_Task instructions_:
**a.** Decide whether each statement agrees with the forum post on trading. Answer yes or no for each and quote the words of the post that settle it. (i) The post uses 95.5 as an example oil price. (ii) The acquaintance described in the post completed the CFA while at the US investment bank. (iii) The post gives the acquaintance's bonus as roughly £75-100k.
**b.** Carry the forum post on trading forward from its final sentence.

Look at oil now.... say it is 95.5. Well, oil is an incredibly voluatile market where nearly everyone would know more than you. It's not sensible to risk everything, or even a lot. However, this is where options can help you. Say you think it is going to go to $98 before end of september. Well, you can buy an option that will pay you off if this happens. If it doesn't, sure, you lose. But you know what you are risking from the off.

If you don't acutely understand what the greeks are, what a vol surface is, what a delta position is, what basis risk, hedging risk, liquidity cost, gap risk and a load of other things I have forgotten... Well, if you do not understand them, NEVER sell an option naked. You have no idea what you are doing - you're insuring an event you have no way of appreciating the probability of.


Anyway, I know even now I am waffling and this will be skipped by most. What I would implore everyone to do is ask the highly skilled people here there opinion. If someone criticizes this post, fine, but ask why? Ask what the fundamental economics is behind it.

Trading is a sexy word, trader is a sexy profession. It simply isn't like that for 99.9999999999% of people. Yes, you can earn good money at a bank. But then you have to be very knowledgeable and highly qualified to even get a chance.

To give an idea, and this is real world and someone I know very well, this was what it took and where they are.....

10 A's, 2 B's GCSE
3A's, 1B A-Level (old style a-levels)
BSc Physics
MSc Physics
Graduate programme at what was the worlds biggest derivative broker (2 yrs) (Completed all FSA regs etc)
German investment bank (analyst for 1 year - junior trader for 2 years) (completed CFA)
US investment bank (junior trader - basic flow stuff, v limited VaR - 1.5 years) (completed internal quantitative programme with structurng group)
Asian investment bank (last 3 years)

And this guy now earns probably £75-100k basic, bonus I would have no idea.

There is no easy way to make millions. There just isn't. He earns good money, because he has always done the hours, worked hard, and been reliable. That's probably as important as his skills on the market!!!
 
If anyone disagrees; thinks I am a ****, wants to refute everything I have said, then please do.

I would love to see a real, genuine discussion here involving the new members and the very skilled, very knowledgable old timers, and to start a true thread to share information.

Apart from bull****ter$ I don't think that ever happens. Everyone here should be free to ask questions, obviously, that the point of the forum, But then there also needs to be a level of realism in responses.

_Excerpted records_:
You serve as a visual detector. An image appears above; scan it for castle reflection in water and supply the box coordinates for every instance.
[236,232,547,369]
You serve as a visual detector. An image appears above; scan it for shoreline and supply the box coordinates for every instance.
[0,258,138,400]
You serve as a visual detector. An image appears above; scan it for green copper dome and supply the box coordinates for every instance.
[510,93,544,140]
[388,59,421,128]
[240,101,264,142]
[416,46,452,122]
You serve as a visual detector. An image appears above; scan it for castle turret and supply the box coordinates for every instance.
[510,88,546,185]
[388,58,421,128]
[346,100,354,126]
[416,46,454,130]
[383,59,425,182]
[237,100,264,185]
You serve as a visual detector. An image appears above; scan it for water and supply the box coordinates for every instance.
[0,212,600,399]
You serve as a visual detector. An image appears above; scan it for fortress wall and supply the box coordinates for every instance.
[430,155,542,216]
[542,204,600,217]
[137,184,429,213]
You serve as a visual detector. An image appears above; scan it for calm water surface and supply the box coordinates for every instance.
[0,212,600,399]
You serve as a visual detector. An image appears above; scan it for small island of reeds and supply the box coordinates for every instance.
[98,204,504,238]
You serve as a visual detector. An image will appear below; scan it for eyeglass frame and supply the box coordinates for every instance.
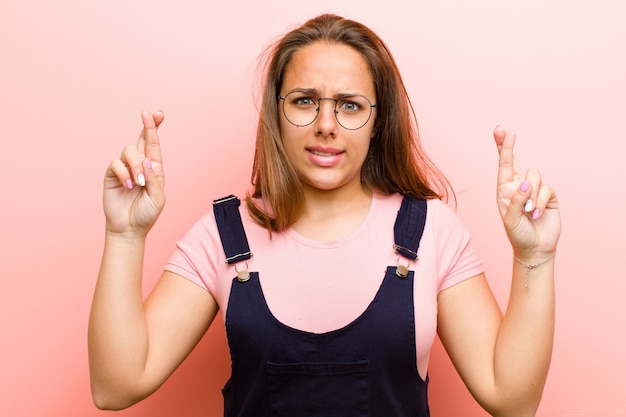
[278,88,377,130]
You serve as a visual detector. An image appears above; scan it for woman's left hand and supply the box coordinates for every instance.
[493,126,561,264]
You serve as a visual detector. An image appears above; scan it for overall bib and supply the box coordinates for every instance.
[214,196,430,417]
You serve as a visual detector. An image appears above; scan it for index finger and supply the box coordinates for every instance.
[137,110,165,162]
[493,126,520,184]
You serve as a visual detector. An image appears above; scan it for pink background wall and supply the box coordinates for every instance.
[0,0,626,417]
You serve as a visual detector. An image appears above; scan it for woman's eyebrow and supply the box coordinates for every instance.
[290,87,362,99]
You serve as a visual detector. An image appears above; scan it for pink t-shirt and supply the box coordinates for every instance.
[165,193,483,378]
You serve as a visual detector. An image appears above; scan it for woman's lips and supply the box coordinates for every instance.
[307,147,344,167]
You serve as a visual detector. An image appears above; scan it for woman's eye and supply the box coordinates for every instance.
[339,101,361,112]
[294,97,315,106]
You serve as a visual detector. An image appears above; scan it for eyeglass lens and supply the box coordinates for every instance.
[280,90,373,130]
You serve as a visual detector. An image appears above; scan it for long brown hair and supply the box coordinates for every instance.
[246,14,454,231]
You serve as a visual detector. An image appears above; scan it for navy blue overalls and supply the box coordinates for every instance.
[214,196,430,417]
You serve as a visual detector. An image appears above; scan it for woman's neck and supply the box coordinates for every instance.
[292,187,373,241]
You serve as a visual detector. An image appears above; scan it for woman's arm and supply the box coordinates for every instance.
[88,112,218,409]
[438,128,560,417]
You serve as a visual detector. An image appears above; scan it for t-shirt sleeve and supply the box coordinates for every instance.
[429,200,484,291]
[165,212,222,295]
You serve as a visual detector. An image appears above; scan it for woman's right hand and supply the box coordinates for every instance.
[103,110,165,237]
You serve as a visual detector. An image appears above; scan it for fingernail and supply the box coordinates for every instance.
[519,180,530,193]
[524,199,533,213]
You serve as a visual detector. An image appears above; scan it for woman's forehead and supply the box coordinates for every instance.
[281,42,374,96]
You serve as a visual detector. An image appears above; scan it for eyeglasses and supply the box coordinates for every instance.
[278,90,376,130]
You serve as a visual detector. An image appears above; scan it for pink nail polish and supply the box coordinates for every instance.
[519,180,530,193]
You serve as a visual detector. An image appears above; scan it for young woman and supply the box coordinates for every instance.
[89,15,560,417]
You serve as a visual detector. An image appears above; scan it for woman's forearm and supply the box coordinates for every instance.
[494,257,555,416]
[88,233,148,408]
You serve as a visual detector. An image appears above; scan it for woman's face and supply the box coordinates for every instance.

_Per-task answers_:
**a.**
(i) Yes: "Look at oil now.... say it is 95.5."
(ii) No: "German investment bank (analyst for 1 year - junior trader for 2 years) (completed CFA)"
(iii) No: "And this guy now earns probably £75-100k basic, bonus I would have no idea."

**b.**
Sorry if this just seems like bubble-bursting, but hopefully I will burst some peoples bubble before they lose all their cash.
 
What's your point, please? I am not really sure what you're trying to achieve, so I can't tell whether I am sympathetic to your purpose or not...
 
I think he's just saying that options are mathematically complex and you shouldn't sell them if you don't understand the associated risk profile, you're up against very smart bods when you trade them, and that if you do decide to have a go you should have realistic aspirations in terms of returns i.e. not meeelyons. It's just done in he most long winded way I've ever seen.
 
His point is to 'debunk the vast majority of what I see here'. However, not much has been discussed about options and I dont think a lot of retail clients even use them.
 
Options have been discussed at length here in a good few threads. There are vol surface charts, there is discussion on pricing, there is discussion on the greeks in both the academic and strategic contexts, there is discussion from people who use them solely to gain exposure and leverage based on a view in the underlying...

This stuff just doesn't come up often because the vast majority of the site is TA FX based with market profile/order flow scalping type trading coming in a close second. Options cannot contribute to these strategies and as portfolio theory doesn't really come up there's no real reason to discusses options as a hedging tool.

I think what people (or was that just me?) were mainly interested a while ago was how a desk might push spot to benefit from their own options positions... if everyone is trading spot fx or scalping front month futures why would anything else matter?
 
Ah, cool... I have all sorts of sympathy with the OP's view.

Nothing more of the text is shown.